Excerpt |
╭──

Still Hallucinating?

Can we avoid language model hallucinations with Retrieval-Augmented Generation?

The News

In a recent blog post, Teresa Kubacka describes some problematic responses to queries she made to a system designed to answer questions based on a large index of abstracts of research papers.

Kubecka’s questions were about electromagnons, a phenomenon in condensed matter physics which were the subject of her Ph.D. dissertation. She found that its answers often described electromagnons using direct quotes from abstracts which were not about electromagnons.

For instance, in response to the question

“What is the relationship between electromagnons and magnons in the field of condensed matter physics?”

electromagnons are described as

“excitations of the electric dipole order in ferroelectrics.”

However, in the original abstract, the full passage is

“Here we compare the magnon with the ferron, i.e. the elementary excitation of the electric dipole order…”1

making it clear that this is a description of a ferron, not a magnon at all.

This identification of one term from the question with the description of a different term bears a striking resemblance to the inventions or ‘hallucinations’ which large language models like ChatGPT produce, particularly when asked questions to which they do not know the answers.

Kubecka cites documentation from Scopus, the publisher of the tool, indicating that this system uses Retrieval-Augmented Generation, introduced by Lewis et al. 2021,2

What are Hallucinations?

Generative Language Models can produce nonsensical or false answers. In some cases, these false answers simply reflect the human beliefs and misconceptions in their training material.3 However, in other cases, the material does not accurately reflect either the training material or any additional information supplied,4,5 a phenomenon known as ‘hallucinations.’ OpenAI acknowledges in their GPT-4V(ision) system card,6 that “GPT-4 has the tendency to “hallucinate,” i.e. “produce content that is nonsensical or untruthful in relation to certain sources.”

What is Retrieval-Augmented Generation?

Retrieval-Augmented Generation (RAG), introduced by Lewis et al. 2021,2 is a commonly used technique in modern question answering systems. It works by supplying the generative model with relevant information based on the question. The basic idea is to ensure that the generative model has the necessary information to answer the question, and does not need to have seen that information during training.

Shuster et al. 2021 found that this technique also reduced hallucinations by over 60%, but did not eliminate it.8

Why doesn’t RAG help in this case?

There are three issues with this response:

  1. The retrieved documents do not actually mention “electromagnons”.
  2. Nonetheless, the LLM appears to give an answer specific to electromagnons
  3. The given answer is not even related to magnons, but to a different excitation

Each of these issues can teach us something.

╰──

Recorded information |
╭──

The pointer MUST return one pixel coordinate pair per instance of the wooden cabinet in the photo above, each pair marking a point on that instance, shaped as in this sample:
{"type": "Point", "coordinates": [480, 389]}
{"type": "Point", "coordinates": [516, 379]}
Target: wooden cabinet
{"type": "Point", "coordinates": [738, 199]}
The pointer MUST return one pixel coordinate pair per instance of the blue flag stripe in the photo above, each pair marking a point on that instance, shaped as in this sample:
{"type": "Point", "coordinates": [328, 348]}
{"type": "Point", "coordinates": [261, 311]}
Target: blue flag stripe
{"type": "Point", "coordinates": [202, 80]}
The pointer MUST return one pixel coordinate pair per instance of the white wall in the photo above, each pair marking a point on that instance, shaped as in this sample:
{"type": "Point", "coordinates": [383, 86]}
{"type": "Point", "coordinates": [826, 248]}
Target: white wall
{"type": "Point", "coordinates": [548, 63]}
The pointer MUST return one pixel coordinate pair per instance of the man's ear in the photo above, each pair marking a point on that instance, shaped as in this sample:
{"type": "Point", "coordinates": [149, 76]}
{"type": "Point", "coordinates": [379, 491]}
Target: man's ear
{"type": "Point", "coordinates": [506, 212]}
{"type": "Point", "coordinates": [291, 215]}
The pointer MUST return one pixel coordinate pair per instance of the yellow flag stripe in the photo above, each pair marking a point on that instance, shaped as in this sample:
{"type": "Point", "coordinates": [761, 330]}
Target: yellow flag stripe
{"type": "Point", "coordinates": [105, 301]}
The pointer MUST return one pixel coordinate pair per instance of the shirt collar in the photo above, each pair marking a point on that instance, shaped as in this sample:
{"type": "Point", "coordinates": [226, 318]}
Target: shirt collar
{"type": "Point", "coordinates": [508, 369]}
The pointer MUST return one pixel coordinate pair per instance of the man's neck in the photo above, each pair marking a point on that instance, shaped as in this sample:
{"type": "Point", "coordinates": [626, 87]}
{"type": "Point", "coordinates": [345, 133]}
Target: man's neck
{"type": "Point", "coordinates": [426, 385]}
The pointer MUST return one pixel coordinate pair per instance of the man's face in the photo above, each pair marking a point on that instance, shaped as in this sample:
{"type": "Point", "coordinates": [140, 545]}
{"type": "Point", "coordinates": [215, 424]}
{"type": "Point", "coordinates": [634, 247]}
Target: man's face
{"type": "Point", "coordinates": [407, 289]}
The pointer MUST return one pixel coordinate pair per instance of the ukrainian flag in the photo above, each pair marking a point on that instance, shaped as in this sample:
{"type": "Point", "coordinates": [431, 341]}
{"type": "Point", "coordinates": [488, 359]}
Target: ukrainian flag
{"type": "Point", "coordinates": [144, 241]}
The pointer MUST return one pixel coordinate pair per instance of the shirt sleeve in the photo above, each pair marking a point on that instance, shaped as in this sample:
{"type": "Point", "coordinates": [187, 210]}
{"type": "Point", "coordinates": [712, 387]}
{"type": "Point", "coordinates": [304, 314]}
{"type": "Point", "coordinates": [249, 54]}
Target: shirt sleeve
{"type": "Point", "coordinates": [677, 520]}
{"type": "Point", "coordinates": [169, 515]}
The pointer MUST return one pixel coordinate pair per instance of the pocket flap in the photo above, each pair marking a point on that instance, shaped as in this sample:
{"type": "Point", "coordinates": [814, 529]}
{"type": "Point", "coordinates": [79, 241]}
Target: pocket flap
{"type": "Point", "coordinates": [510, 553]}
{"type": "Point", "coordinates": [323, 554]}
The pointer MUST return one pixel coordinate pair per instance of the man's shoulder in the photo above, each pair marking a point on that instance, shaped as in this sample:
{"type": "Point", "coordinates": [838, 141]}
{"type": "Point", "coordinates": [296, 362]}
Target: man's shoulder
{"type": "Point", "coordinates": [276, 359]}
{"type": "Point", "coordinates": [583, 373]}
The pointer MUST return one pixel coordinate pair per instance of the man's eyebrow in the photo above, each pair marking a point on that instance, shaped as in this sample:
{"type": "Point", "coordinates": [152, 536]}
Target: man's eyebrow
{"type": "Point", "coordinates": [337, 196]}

╰──

Task requirements |
1. Answer these about the hallucinations article:
(a) What phenomenon was the subject of the blog post author's Ph.D. dissertation?
(b) What publisher of the tool does the documentation come from?
(c) By how much did Shuster et al. 2021 find that RAG reduced hallucinations?
2. Please reproduce a passage of the hallucinations article word for word: begin at the words "There are three" and stop after "teach us something.".
The records stand apart from the hallucinations article and are separate material.

Solutions for each task |
1.
(a) Electromagnons.
(b) Scopus.
(c) By over 60%.

2.
There are three issues with this response:

  1. The retrieved documents do not actually mention “electromagnons”.
  2. Nonetheless, the LLM appears to give an answer specific to electromagnons
  3. The given answer is not even related to magnons, but to a different excitation

Each of these issues can teach us something.